_GIVEN INSTRUCTION:_ Reproduce verbatim everything from the start of the items down to and including the line containing "All paths have fill-rule evenodd.".

Rows from a segmentation dataset:
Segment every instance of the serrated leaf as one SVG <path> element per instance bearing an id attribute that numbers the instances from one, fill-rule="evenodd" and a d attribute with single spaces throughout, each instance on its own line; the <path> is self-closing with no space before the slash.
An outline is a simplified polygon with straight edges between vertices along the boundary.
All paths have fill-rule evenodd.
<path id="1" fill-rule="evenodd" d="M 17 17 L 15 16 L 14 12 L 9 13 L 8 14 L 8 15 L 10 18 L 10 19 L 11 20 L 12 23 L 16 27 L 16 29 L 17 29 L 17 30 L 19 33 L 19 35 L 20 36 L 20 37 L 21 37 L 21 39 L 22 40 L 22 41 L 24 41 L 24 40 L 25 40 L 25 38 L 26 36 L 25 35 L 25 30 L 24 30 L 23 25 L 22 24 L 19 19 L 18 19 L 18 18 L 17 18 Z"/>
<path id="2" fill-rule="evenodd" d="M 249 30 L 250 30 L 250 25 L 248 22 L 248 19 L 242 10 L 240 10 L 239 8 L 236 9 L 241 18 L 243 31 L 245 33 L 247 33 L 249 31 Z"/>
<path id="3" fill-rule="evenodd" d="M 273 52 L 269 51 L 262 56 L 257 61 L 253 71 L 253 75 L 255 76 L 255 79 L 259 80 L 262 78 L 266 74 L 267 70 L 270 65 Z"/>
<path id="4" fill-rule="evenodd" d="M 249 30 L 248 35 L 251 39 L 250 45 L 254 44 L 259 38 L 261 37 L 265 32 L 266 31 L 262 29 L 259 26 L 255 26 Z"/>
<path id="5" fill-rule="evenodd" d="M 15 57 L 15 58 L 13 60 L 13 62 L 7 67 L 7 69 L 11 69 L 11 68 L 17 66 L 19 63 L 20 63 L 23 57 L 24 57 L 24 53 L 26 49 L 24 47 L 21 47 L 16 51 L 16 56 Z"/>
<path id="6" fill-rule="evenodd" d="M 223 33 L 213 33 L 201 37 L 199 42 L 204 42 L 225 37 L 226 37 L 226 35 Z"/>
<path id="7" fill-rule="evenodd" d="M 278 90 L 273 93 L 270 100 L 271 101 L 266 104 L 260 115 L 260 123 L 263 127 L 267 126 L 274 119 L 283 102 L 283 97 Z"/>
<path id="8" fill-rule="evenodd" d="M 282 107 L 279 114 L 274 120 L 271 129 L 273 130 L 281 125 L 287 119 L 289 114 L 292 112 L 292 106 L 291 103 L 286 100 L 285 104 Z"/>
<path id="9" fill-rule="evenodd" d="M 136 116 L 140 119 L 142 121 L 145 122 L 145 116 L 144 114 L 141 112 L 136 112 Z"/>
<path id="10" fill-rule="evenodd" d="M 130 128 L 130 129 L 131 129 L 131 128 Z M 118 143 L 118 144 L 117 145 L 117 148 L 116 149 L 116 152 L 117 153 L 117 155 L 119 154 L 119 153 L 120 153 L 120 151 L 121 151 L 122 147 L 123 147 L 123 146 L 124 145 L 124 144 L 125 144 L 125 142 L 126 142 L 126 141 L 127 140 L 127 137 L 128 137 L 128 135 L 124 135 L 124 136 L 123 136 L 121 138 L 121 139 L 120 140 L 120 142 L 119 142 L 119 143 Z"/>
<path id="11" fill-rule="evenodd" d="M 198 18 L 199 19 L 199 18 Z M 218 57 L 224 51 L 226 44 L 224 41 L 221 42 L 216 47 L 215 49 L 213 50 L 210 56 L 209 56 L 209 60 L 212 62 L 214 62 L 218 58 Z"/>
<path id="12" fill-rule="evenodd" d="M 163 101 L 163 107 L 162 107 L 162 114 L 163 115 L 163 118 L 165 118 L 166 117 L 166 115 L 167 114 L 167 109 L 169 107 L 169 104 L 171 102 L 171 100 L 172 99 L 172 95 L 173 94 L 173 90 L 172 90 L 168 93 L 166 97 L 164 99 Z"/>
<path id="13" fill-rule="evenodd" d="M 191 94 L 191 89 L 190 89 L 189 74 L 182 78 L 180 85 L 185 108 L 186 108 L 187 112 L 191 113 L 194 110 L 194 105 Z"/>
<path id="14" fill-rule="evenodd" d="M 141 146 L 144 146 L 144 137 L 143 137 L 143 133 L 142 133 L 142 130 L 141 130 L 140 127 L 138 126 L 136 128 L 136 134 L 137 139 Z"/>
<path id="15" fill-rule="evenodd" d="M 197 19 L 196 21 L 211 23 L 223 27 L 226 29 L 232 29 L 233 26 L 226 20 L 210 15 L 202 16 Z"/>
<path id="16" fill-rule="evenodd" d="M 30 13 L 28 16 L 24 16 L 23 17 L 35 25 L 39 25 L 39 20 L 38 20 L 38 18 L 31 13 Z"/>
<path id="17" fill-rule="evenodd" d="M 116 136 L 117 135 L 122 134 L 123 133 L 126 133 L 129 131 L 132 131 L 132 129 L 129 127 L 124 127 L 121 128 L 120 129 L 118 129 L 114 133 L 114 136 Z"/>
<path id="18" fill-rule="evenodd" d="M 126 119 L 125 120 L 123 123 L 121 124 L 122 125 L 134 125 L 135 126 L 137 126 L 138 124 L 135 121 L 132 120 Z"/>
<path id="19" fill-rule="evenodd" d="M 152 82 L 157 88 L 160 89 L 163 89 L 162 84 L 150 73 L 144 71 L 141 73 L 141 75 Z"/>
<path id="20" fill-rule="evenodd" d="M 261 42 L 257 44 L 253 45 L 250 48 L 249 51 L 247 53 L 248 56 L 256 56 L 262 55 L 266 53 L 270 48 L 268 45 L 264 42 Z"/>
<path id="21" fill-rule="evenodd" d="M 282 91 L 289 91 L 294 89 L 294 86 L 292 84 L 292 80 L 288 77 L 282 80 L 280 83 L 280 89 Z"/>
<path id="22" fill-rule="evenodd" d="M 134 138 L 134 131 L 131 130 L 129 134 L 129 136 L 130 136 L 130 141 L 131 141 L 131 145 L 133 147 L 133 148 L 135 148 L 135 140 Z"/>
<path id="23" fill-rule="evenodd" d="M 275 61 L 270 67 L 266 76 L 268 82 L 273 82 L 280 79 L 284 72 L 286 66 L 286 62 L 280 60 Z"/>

_TASK ANSWER:_
Segment every instance of the serrated leaf as one SVG <path> element per instance bearing an id attribute that numbers the instances from one, fill-rule="evenodd" and a d attribute with single spaces throughout, each instance on its own line; the <path> is self-closing with no space before the slash.
An outline is a simplified polygon with straight edges between vertices along the boundary.
All paths have fill-rule evenodd.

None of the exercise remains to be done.